[[ Page text, beginning ]]
While we were seated at this table, we barely touched it with the tips of our fingers. I was anxious to satisfy myself with respect to the involuntary pressure which has been attributed to the imposition of hands.
In this case there was none. My friends kindly gratified my request to avoid resting the slightest weight on the table ; and we held our hands pointing downwards, with merely the nails touching the wood. Not only was this light contact inadequate to produce the violent evolutions that took place, but the evolutions were so irregular and perplexing, that we could not have produced them by premeditation. Presently, however, we had conclusive proofs that the vivacity of the table did not require any help from us.
Turning suddenly over on one side, it sank to the floor. In this horizontal position it glided slowly towards a table which stood close to a large ottoman in the centre of the room. We had much trouble in following it, the apartment being crowded with furniture, and our difficulty was considerably increased by being obliged to keep up with it in a stooping attitude.
Part of the journey it performed alone, and we were never able to reach it at any time together. Using the leg of the large table as a fulcrum, it directed its claws towards the ottoman, which it attempted to ascend, by inserting one claw in the side, then turning half way round to make good another step, and so on. It slipped down at the first attempt, but again quietly resumed its task.
It was exactly like a child trying to climb up a height. All this time we hardly touched it, being afraid of interfering with its movements, and, above all things, determined not to assist them. At last, by careful and persevering efforts, it accomplished the top of the ottoman, and stood on the summit of the column in the centre, from whence in a few minutes it descended to the floor by a similar process.
It is not to be expected that any person who is a stranger to these phenomena, should read such a story as this with complacency. It would be irrational to anticipate a patient hearing, for a traveller who should tell you that he was once addressed in good English by an oak tree; and talking trees are not a whit more improbable than moving tables. Yet here is a fact which undoubtedly took place, and which cannot be referred to any known physical or mechanical forces.
It is not a satisfactory answer to those who have seen such things, to say that they are impossible; since, in such cases, it is evident that the impossibility of a thing does not prevent it from happening.
[[ Page text, end ]]
[[ Data extract, beginning ]]
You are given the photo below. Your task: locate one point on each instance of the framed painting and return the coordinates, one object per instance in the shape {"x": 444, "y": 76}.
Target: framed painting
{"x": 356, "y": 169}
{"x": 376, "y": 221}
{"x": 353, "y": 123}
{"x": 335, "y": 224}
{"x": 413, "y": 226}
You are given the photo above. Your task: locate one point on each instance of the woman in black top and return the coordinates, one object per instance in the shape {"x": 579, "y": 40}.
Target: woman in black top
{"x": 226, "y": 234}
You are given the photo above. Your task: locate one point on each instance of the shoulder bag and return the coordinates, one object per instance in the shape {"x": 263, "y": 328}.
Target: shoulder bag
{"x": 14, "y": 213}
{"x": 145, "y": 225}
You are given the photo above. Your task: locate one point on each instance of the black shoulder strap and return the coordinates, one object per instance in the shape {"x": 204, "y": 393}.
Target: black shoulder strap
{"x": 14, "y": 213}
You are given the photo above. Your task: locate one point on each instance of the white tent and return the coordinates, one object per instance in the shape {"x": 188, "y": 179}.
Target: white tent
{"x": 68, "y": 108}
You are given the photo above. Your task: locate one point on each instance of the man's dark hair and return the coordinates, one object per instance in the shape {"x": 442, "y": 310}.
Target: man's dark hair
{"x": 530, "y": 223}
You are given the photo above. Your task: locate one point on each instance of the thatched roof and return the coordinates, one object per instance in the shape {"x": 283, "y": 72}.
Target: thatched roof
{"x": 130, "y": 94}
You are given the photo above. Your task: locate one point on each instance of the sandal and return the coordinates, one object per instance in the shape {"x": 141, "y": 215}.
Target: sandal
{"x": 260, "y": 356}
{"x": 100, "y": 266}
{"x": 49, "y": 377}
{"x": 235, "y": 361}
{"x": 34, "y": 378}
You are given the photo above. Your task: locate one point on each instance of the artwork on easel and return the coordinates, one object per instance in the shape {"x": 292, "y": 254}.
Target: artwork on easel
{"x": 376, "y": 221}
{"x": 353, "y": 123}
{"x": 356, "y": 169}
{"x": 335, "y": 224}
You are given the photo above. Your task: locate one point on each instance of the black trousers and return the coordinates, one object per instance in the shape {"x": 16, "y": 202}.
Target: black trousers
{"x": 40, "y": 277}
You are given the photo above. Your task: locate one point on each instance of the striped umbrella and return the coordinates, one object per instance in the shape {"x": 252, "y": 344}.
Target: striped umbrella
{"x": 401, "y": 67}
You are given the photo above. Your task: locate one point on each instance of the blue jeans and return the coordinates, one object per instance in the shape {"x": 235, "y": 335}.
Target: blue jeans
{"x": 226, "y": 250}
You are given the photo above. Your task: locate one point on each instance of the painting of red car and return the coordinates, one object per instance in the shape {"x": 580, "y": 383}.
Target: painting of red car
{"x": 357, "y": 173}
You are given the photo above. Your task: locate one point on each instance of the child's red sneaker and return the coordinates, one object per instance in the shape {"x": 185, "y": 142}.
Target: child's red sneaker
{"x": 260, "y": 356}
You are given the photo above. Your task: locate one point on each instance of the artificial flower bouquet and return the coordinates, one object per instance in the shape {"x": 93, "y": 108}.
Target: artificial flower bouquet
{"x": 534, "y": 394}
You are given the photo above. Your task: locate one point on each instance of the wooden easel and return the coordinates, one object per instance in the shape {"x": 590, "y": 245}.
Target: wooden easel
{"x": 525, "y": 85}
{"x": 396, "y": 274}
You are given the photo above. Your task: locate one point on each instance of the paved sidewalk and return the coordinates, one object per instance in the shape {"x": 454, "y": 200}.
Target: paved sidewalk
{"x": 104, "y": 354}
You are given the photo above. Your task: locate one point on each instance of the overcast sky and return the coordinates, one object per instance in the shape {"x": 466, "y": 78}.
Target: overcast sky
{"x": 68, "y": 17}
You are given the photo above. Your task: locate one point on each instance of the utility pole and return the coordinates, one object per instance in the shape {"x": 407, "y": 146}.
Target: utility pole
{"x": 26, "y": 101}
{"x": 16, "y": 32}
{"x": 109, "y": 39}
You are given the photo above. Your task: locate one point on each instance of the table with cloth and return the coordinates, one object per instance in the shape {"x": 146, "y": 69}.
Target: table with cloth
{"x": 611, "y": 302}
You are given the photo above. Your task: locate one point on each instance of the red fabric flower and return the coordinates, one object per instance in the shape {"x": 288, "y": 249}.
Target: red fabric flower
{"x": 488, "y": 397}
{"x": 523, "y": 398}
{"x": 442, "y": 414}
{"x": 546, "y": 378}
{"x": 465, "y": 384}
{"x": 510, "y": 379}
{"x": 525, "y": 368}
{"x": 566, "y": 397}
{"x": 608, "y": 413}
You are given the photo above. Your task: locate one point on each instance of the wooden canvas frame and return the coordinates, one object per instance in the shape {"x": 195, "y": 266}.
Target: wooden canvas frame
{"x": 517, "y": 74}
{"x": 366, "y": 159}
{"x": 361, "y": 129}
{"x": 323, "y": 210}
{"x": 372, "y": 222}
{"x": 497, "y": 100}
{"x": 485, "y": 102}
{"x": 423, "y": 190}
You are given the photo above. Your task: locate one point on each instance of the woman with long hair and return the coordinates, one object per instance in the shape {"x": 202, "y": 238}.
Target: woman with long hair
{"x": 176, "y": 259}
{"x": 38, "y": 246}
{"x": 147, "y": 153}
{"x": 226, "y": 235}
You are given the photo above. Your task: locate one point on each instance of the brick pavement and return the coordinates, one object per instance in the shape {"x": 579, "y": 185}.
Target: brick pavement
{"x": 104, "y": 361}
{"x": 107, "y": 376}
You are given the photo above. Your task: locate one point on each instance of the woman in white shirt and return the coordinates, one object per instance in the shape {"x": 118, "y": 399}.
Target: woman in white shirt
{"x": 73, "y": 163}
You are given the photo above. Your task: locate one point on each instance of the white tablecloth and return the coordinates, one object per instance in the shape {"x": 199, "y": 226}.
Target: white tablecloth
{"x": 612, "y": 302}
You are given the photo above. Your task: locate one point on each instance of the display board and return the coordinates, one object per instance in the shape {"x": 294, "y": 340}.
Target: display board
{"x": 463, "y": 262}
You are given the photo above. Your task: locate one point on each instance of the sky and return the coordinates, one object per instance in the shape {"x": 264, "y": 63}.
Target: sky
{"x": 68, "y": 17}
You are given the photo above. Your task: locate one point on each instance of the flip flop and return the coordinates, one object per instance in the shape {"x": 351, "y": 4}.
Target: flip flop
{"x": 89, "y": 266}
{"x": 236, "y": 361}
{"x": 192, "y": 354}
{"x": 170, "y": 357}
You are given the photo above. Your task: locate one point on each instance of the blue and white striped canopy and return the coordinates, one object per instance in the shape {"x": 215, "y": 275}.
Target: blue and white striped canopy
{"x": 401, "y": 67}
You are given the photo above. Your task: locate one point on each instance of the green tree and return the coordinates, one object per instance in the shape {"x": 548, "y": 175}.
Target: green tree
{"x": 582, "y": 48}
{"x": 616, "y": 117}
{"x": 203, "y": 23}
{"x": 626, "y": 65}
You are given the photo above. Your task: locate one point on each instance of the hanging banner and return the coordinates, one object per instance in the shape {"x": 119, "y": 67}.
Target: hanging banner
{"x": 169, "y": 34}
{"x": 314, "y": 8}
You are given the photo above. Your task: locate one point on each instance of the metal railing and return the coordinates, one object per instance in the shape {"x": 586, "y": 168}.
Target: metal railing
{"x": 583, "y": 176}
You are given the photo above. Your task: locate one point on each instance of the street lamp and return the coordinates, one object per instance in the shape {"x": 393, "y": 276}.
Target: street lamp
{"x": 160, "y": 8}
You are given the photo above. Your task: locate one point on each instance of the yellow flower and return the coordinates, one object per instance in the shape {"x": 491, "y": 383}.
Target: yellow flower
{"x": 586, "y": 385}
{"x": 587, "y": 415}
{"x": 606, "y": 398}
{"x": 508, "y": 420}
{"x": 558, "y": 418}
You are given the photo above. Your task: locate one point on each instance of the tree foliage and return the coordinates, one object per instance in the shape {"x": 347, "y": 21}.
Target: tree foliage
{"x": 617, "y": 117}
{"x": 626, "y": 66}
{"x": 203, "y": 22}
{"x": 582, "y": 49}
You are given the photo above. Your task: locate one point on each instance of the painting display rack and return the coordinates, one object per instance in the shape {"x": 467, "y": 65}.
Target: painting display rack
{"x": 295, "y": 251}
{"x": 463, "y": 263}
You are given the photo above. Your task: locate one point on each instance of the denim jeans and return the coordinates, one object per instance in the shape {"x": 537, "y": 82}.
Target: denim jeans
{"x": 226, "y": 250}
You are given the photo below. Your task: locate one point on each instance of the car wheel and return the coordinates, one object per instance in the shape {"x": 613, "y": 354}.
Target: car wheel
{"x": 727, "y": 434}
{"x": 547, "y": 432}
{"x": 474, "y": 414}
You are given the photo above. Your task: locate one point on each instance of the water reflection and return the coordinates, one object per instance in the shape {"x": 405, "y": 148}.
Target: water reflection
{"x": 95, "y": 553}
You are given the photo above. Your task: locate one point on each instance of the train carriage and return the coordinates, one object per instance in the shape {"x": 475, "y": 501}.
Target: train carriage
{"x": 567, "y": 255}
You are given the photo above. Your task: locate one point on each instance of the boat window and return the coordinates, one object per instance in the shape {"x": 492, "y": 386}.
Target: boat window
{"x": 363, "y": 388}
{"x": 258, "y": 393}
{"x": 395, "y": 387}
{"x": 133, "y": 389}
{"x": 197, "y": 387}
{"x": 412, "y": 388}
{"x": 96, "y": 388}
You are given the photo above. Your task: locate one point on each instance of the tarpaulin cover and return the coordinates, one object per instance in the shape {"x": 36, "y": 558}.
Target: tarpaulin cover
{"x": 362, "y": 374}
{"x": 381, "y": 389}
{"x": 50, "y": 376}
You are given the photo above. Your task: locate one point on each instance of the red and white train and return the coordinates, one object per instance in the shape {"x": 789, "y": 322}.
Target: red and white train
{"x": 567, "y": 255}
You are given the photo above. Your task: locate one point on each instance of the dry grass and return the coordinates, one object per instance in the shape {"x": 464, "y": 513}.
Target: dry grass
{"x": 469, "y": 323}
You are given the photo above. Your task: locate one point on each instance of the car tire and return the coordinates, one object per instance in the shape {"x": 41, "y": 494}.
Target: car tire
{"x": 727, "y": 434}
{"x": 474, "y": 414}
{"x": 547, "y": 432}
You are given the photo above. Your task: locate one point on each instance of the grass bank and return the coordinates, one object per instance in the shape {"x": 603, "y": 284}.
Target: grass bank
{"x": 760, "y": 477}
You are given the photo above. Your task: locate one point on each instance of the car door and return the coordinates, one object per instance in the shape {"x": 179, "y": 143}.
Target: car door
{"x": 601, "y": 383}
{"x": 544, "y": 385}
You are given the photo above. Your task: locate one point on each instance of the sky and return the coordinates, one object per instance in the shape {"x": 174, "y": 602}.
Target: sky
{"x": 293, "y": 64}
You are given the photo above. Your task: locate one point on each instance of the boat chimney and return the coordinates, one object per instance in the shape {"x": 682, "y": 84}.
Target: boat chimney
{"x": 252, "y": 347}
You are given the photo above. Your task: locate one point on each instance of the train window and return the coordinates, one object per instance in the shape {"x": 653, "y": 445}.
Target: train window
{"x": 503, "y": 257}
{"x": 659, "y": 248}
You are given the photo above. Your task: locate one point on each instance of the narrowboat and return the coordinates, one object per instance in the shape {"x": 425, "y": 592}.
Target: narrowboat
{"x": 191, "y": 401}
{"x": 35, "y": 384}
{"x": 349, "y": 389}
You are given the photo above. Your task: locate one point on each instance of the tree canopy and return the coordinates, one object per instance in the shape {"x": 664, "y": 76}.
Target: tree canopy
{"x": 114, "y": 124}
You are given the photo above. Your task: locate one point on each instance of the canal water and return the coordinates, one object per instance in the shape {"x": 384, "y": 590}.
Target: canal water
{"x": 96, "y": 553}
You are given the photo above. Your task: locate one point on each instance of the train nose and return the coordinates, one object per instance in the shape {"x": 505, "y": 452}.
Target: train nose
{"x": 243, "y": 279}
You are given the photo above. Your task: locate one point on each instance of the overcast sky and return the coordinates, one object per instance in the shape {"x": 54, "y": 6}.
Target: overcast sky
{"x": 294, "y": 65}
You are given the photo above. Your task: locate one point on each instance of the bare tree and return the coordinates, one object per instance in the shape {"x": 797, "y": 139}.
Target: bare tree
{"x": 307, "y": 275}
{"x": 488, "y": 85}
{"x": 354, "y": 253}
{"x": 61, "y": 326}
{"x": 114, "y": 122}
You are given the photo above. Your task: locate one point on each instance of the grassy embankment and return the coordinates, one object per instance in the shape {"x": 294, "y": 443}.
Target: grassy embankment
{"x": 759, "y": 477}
[[ Data extract, end ]]
Task to carry out: Print the passage about the moving table in full, word for word.

Answer for the task:
While we were seated at this table, we barely touched it with the tips of our fingers. I was anxious to satisfy myself with respect to the involuntary pressure which has been attributed to the imposition of hands.
In this case there was none. My friends kindly gratified my request to avoid resting the slightest weight on the table ; and we held our hands pointing downwards, with merely the nails touching the wood. Not only was this light contact inadequate to produce the violent evolutions that took place, but the evolutions were so irregular and perplexing, that we could not have produced them by premeditation. Presently, however, we had conclusive proofs that the vivacity of the table did not require any help from us.
Turning suddenly over on one side, it sank to the floor. In this horizontal position it glided slowly towards a table which stood close to a large ottoman in the centre of the room. We had much trouble in following it, the apartment being crowded with furniture, and our difficulty was considerably increased by being obliged to keep up with it in a stooping attitude.
Part of the journey it performed alone, and we were never able to reach it at any time together. Using the leg of the large table as a fulcrum, it directed its claws towards the ottoman, which it attempted to ascend, by inserting one claw in the side, then turning half way round to make good another step, and so on. It slipped down at the first attempt, but again quietly resumed its task.
It was exactly like a child trying to climb up a height. All this time we hardly touched it, being afraid of interfering with its movements, and, above all things, determined not to assist them. At last, by careful and persevering efforts, it accomplished the top of the ottoman, and stood on the summit of the column in the centre, from whence in a few minutes it descended to the floor by a similar process.
It is not to be expected that any person who is a stranger to these phenomena, should read such a story as this with complacency. It would be irrational to anticipate a patient hearing, for a traveller who should tell you that he was once addressed in good English by an oak tree; and talking trees are not a whit more improbable than moving tables. Yet here is a fact which undoubtedly took place, and which cannot be referred to any known physical or mechanical forces.
It is not a satisfactory answer to those who have seen such things, to say that they are impossible; since, in such cases, it is evident that the impossibility of a thing does not prevent it from happening.